- [SOURCE TEXT]
:::
Sarjeel is a product manager at Atlassian responsible for orienting Atlassian tools to facilitate DevOps capabilities in their feature sets.

Per the Theory of Constraints, every system has a limiting factor standing in the way of systematic progress. This is more profound than ever when thinking about software development pipelines. We can no longer see our development practices as part of separate domains. Instead, we need a more holistic approach. Every step in releasing software to production is interlinked, and this means an expanded range of constraints.

Moreover, with the iconic shift left that the industry is experiencing, the importance of development and deployment is increasing. Adding the rise of DevOps to the mix, it becomes clear that continuous integration/continuous deployment (CI/CD) especially is becoming more prominent in our discussions. This is because CI/CD is where we transition from dev to ops.

Hence, at this stage constraints are often majorly disruptive to the entire development flow, affecting practices that would otherwise be considered independent from the CI/CD stage. One such practice is change management, a concept often overlooked or considered too impeding to adopt, but that proves to be greatly effective in the development life cycle.
:::
- [EXTRACTED DATA]
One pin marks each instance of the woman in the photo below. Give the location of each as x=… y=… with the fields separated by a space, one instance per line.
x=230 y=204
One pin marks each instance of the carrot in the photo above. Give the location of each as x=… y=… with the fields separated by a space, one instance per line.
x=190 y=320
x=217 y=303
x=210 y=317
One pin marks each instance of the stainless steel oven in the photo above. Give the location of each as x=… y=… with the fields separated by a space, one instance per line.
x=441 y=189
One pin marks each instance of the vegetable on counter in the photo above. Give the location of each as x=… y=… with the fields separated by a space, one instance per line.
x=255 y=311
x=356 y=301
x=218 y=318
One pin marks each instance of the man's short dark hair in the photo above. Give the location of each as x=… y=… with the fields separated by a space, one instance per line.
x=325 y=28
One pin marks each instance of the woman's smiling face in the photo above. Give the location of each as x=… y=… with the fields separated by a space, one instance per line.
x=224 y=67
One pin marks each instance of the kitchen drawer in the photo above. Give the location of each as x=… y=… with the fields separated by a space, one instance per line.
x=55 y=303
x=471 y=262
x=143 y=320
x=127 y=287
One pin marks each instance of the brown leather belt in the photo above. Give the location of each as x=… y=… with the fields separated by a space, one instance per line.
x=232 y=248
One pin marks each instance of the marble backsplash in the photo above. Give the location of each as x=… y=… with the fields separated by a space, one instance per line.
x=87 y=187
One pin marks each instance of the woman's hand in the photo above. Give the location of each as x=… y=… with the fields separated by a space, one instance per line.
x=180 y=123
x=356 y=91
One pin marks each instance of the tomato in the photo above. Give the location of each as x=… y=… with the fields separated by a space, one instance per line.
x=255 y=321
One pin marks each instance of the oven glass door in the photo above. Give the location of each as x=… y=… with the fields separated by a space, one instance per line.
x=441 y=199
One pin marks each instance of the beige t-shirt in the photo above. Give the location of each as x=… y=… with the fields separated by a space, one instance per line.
:::
- [REQUIREMENTS]
1) Answer these questions about the DevOps text above:
(a) What is Sarjeel's job, and at which company?
(b) According to the Theory of Constraints, what does every system have?
(c) Why is CI/CD becoming more prominent in discussions?
2) Please write out the DevOps text again, starting with "Per the Theory" and going on through "dev to ops.", and swap in "integrated" wherever "holistic" appears.

- [ANSWERS TO EACH TASK]
1)
(a) Sarjeel is a product manager at Atlassian.
(b) Every system has a limiting factor standing in the way of systematic progress.
(c) CI/CD is where we transition from dev to ops.

2)
Per the Theory of Constraints, every system has a limiting factor standing in the way of systematic progress. This is more profound than ever when thinking about software development pipelines. We can no longer see our development practices as part of separate domains. Instead, we need a more integrated approach. Every step in releasing software to production is interlinked, and this means an expanded range of constraints.

Moreover, with the iconic shift left that the industry is experiencing, the importance of development and deployment is increasing. Adding the rise of DevOps to the mix, it becomes clear that continuous integration/continuous deployment (CI/CD) especially is becoming more prominent in our discussions. This is because CI/CD is where we transition from dev to ops.